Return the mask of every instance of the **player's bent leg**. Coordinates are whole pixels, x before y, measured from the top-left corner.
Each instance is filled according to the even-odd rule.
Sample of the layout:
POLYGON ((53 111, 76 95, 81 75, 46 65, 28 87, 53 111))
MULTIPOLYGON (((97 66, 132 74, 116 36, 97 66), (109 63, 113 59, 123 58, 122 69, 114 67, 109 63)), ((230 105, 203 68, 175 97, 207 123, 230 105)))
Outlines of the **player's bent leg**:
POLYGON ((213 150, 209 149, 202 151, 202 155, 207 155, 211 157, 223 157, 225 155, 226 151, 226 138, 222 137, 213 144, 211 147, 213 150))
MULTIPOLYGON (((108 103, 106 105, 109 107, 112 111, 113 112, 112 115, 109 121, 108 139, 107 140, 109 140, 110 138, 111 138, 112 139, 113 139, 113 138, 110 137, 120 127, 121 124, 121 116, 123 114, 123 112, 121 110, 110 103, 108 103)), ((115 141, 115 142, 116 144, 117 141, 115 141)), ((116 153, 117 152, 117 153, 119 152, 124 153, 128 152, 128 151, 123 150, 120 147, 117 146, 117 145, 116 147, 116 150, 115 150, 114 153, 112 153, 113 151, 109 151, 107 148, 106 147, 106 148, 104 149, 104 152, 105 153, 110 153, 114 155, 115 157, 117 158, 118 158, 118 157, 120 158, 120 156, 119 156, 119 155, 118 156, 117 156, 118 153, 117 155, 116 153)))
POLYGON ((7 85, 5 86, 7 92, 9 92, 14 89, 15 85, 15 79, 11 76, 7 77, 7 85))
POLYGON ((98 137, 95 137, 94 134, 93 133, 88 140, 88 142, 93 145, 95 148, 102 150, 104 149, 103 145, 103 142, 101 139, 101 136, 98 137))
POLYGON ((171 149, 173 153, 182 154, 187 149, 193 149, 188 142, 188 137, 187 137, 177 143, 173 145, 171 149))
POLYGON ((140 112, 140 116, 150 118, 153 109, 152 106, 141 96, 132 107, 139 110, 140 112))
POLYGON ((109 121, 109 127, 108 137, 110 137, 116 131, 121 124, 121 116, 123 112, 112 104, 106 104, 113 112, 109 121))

• • •

Take the entries above and copy them out exactly.

▶ EXPECTED ANSWER:
Return the mask of every instance of the **player's bent leg**. Coordinates are whole pixels, x before y, measured from the top-left corner.
Each instance is filled according to the even-odd rule.
Sample of the layout:
POLYGON ((53 111, 76 95, 81 75, 46 65, 28 87, 53 111))
MULTIPOLYGON (((97 66, 132 74, 116 36, 97 66), (109 63, 113 59, 123 58, 122 69, 114 67, 109 63)), ((230 105, 203 68, 175 97, 207 123, 230 105)))
Outlines of the **player's bent leg**:
POLYGON ((213 150, 209 149, 202 151, 202 155, 207 155, 211 157, 223 157, 225 155, 226 151, 226 138, 222 137, 213 144, 211 147, 213 150))
MULTIPOLYGON (((108 103, 106 105, 109 107, 112 111, 113 112, 112 115, 109 121, 108 139, 107 140, 109 140, 110 138, 111 138, 112 139, 113 139, 113 138, 110 137, 120 127, 121 124, 121 116, 123 114, 123 112, 121 110, 110 103, 108 103)), ((115 141, 115 142, 116 144, 117 141, 115 141)), ((116 153, 117 152, 117 153, 119 152, 124 153, 128 152, 128 151, 123 150, 120 147, 117 146, 117 145, 116 147, 116 150, 115 150, 114 153, 112 153, 113 151, 109 151, 107 148, 106 147, 106 148, 104 149, 104 152, 105 153, 110 153, 114 155, 115 157, 117 158, 118 158, 118 157, 120 158, 120 156, 119 156, 119 155, 118 156, 117 156, 118 153, 117 155, 116 153)))
POLYGON ((7 85, 5 86, 7 92, 9 92, 14 89, 15 85, 15 79, 11 76, 7 77, 7 85))
POLYGON ((98 137, 95 137, 94 134, 93 133, 88 140, 88 142, 93 145, 95 148, 102 150, 104 149, 103 145, 103 142, 101 139, 101 136, 98 137))
POLYGON ((171 149, 173 153, 182 154, 187 149, 193 149, 188 142, 188 137, 187 137, 177 143, 173 145, 171 149))
POLYGON ((140 112, 140 116, 150 118, 153 109, 152 106, 141 96, 132 107, 139 110, 140 112))
POLYGON ((109 121, 109 127, 108 137, 110 137, 116 131, 121 124, 121 116, 123 112, 112 104, 106 104, 113 112, 109 121))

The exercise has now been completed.